AUFGABENSTELLUNG
Wähle aus den folgenden Datensätzen jede Zeile aus, in der das Wort „post“ vorkommt, und gib diese Zeilen wieder. Achte dabei auf Groß- und Kleinschreibung.
── GESPEICHERTE DATENSÄTZE
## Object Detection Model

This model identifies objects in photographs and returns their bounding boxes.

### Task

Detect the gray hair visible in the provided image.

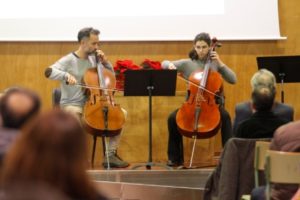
[250,69,276,91]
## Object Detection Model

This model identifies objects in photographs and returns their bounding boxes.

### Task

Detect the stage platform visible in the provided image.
[88,168,214,200]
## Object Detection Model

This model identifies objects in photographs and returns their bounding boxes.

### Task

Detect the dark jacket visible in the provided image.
[233,101,294,133]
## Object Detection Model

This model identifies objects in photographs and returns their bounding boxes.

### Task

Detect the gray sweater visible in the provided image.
[162,59,237,84]
[48,53,113,107]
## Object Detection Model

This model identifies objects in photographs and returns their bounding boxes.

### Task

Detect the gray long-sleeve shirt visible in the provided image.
[162,59,237,84]
[48,53,113,107]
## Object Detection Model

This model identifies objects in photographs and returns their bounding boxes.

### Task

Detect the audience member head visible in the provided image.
[250,69,276,91]
[77,27,100,42]
[0,87,41,129]
[252,86,275,111]
[3,109,105,199]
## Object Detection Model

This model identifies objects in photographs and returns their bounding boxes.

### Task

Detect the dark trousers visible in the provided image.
[168,107,232,164]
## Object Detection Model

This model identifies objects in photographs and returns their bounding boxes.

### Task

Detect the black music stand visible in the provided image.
[256,56,300,103]
[124,70,177,169]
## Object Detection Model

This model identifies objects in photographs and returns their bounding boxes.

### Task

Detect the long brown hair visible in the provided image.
[3,110,105,199]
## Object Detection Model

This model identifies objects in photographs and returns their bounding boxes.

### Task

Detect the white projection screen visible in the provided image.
[0,0,285,41]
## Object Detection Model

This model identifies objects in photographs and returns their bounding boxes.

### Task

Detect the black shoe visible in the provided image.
[167,160,183,167]
[102,154,129,168]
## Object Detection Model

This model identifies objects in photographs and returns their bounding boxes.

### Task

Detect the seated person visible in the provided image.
[235,86,288,138]
[251,121,300,200]
[233,69,294,133]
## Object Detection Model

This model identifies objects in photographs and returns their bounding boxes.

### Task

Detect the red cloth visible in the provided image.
[114,60,141,90]
[141,59,162,70]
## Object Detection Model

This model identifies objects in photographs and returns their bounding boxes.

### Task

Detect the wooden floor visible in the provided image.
[88,166,214,200]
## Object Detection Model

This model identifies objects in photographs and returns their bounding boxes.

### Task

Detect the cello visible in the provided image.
[176,39,223,139]
[83,54,125,137]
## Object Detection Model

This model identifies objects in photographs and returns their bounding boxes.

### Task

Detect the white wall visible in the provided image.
[0,0,282,41]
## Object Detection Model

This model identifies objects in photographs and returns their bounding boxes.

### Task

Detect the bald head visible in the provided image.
[250,69,276,91]
[0,88,40,129]
[252,86,275,111]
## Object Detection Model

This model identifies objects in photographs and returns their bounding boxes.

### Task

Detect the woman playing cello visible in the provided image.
[45,27,128,167]
[162,33,236,166]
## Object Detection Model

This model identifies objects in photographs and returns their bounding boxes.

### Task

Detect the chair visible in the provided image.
[52,88,105,168]
[254,141,271,187]
[265,150,300,200]
[241,140,271,200]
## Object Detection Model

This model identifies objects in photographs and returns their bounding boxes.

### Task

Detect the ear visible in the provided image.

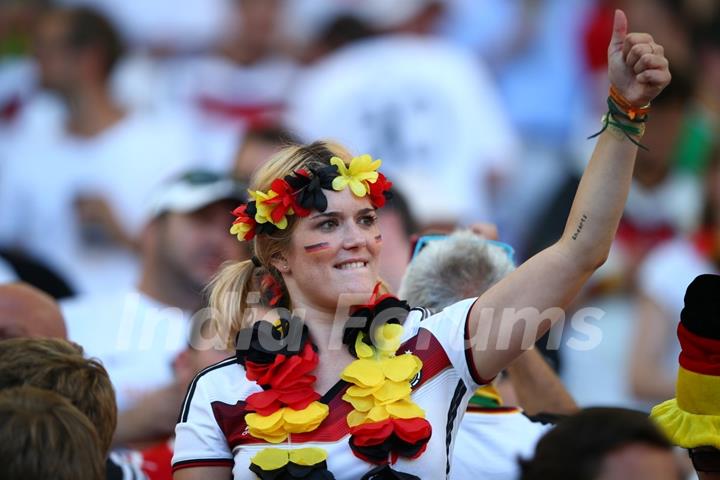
[270,253,290,274]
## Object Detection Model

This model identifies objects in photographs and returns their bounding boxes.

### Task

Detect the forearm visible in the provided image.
[557,127,637,271]
[507,349,578,415]
[113,385,183,447]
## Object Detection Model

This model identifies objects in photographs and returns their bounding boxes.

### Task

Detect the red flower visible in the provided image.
[230,204,256,240]
[350,418,393,447]
[245,342,320,415]
[369,172,392,208]
[264,178,295,223]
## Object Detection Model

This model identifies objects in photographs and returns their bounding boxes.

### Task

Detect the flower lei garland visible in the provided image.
[236,287,432,480]
[230,154,392,241]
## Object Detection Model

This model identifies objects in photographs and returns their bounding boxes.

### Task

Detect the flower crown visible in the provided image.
[230,154,392,242]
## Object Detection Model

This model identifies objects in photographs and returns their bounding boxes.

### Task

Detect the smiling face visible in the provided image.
[276,189,382,311]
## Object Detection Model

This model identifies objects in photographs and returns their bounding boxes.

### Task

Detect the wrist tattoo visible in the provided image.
[572,214,587,240]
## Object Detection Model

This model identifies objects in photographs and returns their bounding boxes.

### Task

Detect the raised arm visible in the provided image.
[468,10,670,379]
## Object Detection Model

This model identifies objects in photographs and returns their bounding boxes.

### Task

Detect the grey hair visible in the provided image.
[399,230,515,312]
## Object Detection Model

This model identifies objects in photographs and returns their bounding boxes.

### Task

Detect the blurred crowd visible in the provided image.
[0,0,720,478]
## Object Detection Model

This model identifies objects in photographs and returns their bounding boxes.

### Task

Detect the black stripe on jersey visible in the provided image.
[172,458,235,472]
[410,307,432,322]
[445,380,467,475]
[178,357,238,423]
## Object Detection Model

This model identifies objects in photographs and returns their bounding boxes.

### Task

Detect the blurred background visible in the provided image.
[0,0,720,414]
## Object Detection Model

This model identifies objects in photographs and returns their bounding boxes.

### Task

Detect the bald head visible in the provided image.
[0,283,67,339]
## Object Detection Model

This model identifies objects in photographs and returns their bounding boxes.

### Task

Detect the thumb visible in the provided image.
[610,9,627,47]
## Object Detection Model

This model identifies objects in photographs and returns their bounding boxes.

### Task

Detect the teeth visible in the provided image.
[337,262,365,270]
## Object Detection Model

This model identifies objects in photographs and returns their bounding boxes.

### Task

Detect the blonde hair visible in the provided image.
[0,338,117,454]
[208,141,352,348]
[0,385,105,480]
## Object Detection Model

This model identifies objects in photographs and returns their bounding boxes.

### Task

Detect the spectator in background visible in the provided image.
[0,5,193,292]
[232,126,297,179]
[0,386,106,480]
[377,188,418,292]
[530,78,702,410]
[630,148,720,402]
[62,171,247,444]
[0,338,142,480]
[287,0,517,229]
[400,231,577,480]
[651,274,720,480]
[0,338,117,456]
[143,0,297,169]
[0,284,67,339]
[520,408,682,480]
[0,258,17,284]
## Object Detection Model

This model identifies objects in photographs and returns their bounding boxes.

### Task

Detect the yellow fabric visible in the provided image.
[250,448,327,471]
[250,448,289,471]
[290,447,327,467]
[385,399,425,418]
[343,387,375,412]
[380,354,422,382]
[650,398,720,449]
[330,154,382,197]
[475,383,503,406]
[245,402,329,443]
[675,367,720,415]
[230,222,253,241]
[250,190,295,230]
[355,332,373,358]
[373,380,411,404]
[340,358,385,388]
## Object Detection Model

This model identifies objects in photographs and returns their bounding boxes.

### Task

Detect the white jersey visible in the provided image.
[450,407,553,480]
[173,299,484,480]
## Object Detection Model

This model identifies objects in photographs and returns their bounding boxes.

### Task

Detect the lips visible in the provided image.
[335,259,368,270]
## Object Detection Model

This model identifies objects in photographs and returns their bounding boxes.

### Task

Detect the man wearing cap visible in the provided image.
[650,274,720,480]
[62,171,245,439]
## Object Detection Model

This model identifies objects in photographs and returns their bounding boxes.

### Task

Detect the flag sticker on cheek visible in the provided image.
[304,242,330,253]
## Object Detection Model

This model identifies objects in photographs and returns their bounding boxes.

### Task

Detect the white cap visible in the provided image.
[148,170,247,219]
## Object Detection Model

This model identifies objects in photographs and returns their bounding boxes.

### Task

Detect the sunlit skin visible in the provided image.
[280,189,380,313]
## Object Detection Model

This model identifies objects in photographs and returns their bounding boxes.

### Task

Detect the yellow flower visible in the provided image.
[380,354,422,382]
[250,448,327,471]
[230,222,253,241]
[347,405,390,427]
[245,408,287,443]
[385,400,425,418]
[250,448,289,470]
[347,383,382,397]
[250,190,293,230]
[375,323,403,357]
[330,154,382,197]
[373,380,411,405]
[340,358,385,388]
[290,447,327,466]
[343,392,375,412]
[355,332,373,358]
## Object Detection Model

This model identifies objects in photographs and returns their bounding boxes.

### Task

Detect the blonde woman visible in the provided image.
[173,11,670,480]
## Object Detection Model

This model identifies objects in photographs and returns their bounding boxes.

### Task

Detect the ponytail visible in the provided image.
[208,260,255,349]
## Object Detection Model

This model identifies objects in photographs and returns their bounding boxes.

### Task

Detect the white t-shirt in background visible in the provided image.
[61,290,190,411]
[0,113,195,293]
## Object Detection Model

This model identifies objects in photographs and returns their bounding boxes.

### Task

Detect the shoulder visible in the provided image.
[179,356,253,423]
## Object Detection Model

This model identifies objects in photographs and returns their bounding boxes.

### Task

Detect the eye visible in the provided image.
[358,214,377,227]
[316,219,339,232]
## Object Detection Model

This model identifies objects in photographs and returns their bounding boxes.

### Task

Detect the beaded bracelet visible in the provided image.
[588,86,650,150]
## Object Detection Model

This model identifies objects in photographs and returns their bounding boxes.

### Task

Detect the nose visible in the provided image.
[342,223,367,250]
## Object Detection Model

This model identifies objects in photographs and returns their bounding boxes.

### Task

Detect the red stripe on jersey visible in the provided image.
[173,459,235,473]
[678,323,720,376]
[211,328,450,449]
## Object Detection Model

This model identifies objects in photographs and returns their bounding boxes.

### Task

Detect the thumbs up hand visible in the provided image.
[608,10,671,107]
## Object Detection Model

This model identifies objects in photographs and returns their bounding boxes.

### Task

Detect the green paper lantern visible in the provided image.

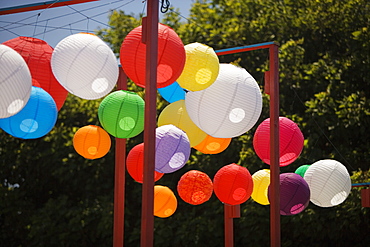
[98,90,145,138]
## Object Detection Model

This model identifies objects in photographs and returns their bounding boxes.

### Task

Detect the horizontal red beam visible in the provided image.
[0,0,98,15]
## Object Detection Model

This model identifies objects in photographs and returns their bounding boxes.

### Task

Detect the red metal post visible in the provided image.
[113,67,127,247]
[140,0,159,247]
[269,44,281,247]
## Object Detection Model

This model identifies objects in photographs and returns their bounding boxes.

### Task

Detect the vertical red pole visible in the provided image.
[113,67,127,247]
[269,44,281,247]
[140,0,159,247]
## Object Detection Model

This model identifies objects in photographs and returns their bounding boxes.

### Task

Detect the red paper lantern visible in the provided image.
[3,36,68,110]
[120,23,186,88]
[213,163,253,205]
[126,143,164,183]
[253,117,304,166]
[177,170,213,205]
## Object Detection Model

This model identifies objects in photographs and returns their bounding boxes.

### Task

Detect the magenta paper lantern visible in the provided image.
[269,173,310,215]
[253,117,304,166]
[155,124,191,173]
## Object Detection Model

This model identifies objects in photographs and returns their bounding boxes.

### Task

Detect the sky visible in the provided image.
[0,0,195,47]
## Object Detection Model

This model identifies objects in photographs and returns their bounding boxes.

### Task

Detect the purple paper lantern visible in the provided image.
[155,124,191,173]
[269,173,310,215]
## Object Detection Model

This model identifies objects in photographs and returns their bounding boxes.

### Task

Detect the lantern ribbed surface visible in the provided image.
[177,43,220,91]
[154,185,177,218]
[0,44,32,119]
[304,159,352,207]
[158,100,207,147]
[0,87,58,139]
[98,90,145,138]
[185,64,262,138]
[251,169,270,205]
[213,164,253,205]
[270,173,310,215]
[51,33,118,100]
[155,124,191,173]
[253,117,304,166]
[177,170,213,205]
[120,23,186,88]
[126,143,164,183]
[3,36,68,110]
[193,135,231,154]
[73,125,111,160]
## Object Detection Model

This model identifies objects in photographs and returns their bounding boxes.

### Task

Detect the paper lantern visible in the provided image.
[268,173,310,215]
[126,143,164,183]
[73,125,111,160]
[3,36,68,110]
[304,159,351,207]
[251,169,270,205]
[0,87,58,139]
[177,170,213,205]
[51,33,118,100]
[155,124,191,173]
[177,43,220,91]
[253,117,304,166]
[158,82,186,103]
[185,64,262,138]
[120,23,186,88]
[0,44,32,119]
[158,100,207,147]
[98,90,145,138]
[193,135,231,154]
[294,165,310,178]
[154,185,177,218]
[213,163,253,205]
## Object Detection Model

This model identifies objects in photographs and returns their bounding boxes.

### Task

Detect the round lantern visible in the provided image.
[51,33,118,100]
[98,90,145,138]
[185,64,262,138]
[155,124,191,173]
[158,81,186,103]
[304,159,352,207]
[0,44,32,119]
[213,163,253,205]
[294,165,310,178]
[0,87,58,139]
[268,173,310,215]
[177,170,213,205]
[120,23,186,88]
[3,37,68,110]
[73,125,111,160]
[193,135,231,154]
[158,100,207,147]
[177,43,220,91]
[154,185,177,218]
[251,169,270,205]
[126,143,164,183]
[253,117,304,166]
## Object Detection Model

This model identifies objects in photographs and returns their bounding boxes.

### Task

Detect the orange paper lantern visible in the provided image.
[73,125,111,159]
[213,163,253,205]
[154,185,177,218]
[120,23,186,88]
[177,170,213,205]
[126,143,164,183]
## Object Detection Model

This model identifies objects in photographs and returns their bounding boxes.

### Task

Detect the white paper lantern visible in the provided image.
[304,159,351,207]
[51,33,118,100]
[0,44,32,118]
[185,64,262,138]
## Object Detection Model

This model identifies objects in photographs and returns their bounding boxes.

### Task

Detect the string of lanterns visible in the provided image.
[0,21,351,218]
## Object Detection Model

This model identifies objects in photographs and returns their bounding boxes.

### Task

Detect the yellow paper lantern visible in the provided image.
[251,169,270,205]
[177,43,220,91]
[158,100,207,147]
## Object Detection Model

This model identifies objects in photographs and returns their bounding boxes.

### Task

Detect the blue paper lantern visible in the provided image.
[0,86,58,139]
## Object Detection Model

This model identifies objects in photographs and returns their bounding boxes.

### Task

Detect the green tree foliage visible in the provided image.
[0,0,370,247]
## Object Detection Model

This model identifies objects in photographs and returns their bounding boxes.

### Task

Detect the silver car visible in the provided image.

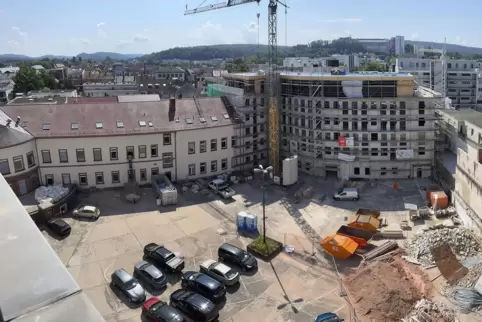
[199,259,239,286]
[72,205,100,219]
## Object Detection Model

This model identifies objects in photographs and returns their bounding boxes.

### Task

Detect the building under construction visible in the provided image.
[207,72,443,179]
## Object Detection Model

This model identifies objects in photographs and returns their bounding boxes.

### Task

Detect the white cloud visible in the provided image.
[134,35,149,42]
[97,22,107,38]
[320,18,362,23]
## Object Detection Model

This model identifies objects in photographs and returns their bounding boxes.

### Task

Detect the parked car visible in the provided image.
[142,297,187,322]
[171,289,219,322]
[199,259,239,286]
[72,205,100,219]
[315,313,345,322]
[111,268,146,303]
[45,218,72,237]
[144,243,184,273]
[218,243,258,271]
[134,261,167,290]
[333,188,360,200]
[181,271,226,303]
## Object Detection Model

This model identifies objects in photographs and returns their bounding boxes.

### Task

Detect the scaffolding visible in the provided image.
[280,73,443,176]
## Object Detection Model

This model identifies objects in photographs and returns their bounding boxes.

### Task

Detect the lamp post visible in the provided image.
[254,164,273,244]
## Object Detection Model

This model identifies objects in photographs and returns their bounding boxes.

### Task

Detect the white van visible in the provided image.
[333,188,360,200]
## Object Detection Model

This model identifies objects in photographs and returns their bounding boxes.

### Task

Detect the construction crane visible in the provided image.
[184,0,288,176]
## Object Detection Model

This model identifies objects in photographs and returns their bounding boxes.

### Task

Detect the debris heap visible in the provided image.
[402,299,459,322]
[407,227,482,266]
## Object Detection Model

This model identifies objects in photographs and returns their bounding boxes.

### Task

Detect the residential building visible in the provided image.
[218,72,443,179]
[395,58,482,108]
[0,78,15,104]
[0,95,240,195]
[438,109,482,231]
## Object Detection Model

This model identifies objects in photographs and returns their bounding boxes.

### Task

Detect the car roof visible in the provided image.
[114,268,132,283]
[201,259,216,268]
[219,243,245,255]
[196,273,221,290]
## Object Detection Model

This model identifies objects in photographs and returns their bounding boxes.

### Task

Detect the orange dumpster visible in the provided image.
[430,191,449,210]
[320,234,359,259]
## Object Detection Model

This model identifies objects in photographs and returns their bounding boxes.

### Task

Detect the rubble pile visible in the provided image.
[442,263,482,297]
[402,299,458,322]
[407,227,482,266]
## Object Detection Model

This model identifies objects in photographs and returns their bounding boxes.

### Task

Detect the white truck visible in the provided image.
[208,179,236,199]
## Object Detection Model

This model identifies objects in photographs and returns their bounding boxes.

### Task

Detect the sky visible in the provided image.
[0,0,482,56]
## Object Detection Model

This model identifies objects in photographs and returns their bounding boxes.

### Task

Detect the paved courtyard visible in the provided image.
[44,185,350,322]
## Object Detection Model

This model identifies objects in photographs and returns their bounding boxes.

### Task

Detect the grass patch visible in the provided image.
[248,236,283,257]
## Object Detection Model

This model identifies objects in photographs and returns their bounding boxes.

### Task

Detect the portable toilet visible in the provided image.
[320,234,358,259]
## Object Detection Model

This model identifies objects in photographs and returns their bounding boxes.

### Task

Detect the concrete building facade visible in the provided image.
[0,98,241,195]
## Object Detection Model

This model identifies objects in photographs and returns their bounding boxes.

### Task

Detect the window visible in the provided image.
[93,148,102,161]
[111,171,120,183]
[41,150,52,163]
[151,144,159,158]
[75,149,85,162]
[109,148,119,160]
[139,145,147,159]
[79,172,89,186]
[221,138,228,150]
[0,159,10,174]
[95,172,104,184]
[199,140,206,153]
[59,149,69,163]
[27,152,35,168]
[126,146,134,159]
[162,133,171,145]
[187,142,196,154]
[141,169,147,181]
[45,174,54,186]
[62,173,70,186]
[188,163,196,176]
[162,152,173,168]
[199,162,206,174]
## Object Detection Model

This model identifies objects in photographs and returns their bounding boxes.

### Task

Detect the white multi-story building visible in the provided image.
[0,98,240,195]
[395,58,482,108]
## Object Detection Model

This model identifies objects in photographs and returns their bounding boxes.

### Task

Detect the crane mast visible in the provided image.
[184,0,288,176]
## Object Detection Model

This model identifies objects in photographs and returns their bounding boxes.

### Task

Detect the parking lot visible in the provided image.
[44,184,350,322]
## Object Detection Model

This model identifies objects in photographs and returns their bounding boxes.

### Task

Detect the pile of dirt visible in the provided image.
[345,256,431,322]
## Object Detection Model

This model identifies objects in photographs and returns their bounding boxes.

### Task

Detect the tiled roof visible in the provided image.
[1,97,236,137]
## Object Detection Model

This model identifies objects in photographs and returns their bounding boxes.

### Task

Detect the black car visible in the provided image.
[111,268,146,303]
[171,289,219,322]
[134,261,167,290]
[181,271,226,303]
[218,243,258,271]
[46,218,72,237]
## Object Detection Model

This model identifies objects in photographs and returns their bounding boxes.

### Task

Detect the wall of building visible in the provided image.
[37,133,176,188]
[176,126,235,181]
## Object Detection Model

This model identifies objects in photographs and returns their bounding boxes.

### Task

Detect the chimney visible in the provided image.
[169,97,176,121]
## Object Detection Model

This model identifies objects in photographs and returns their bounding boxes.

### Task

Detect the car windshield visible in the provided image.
[124,280,137,290]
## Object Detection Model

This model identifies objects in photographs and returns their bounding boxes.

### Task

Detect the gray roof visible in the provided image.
[0,111,33,149]
[0,97,238,137]
[0,175,104,322]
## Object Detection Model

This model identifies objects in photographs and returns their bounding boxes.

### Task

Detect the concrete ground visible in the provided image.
[44,184,351,322]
────
AUSGABE
Detect the red metal post visible in the provided image.
Detect the lamp post visible in the provided image.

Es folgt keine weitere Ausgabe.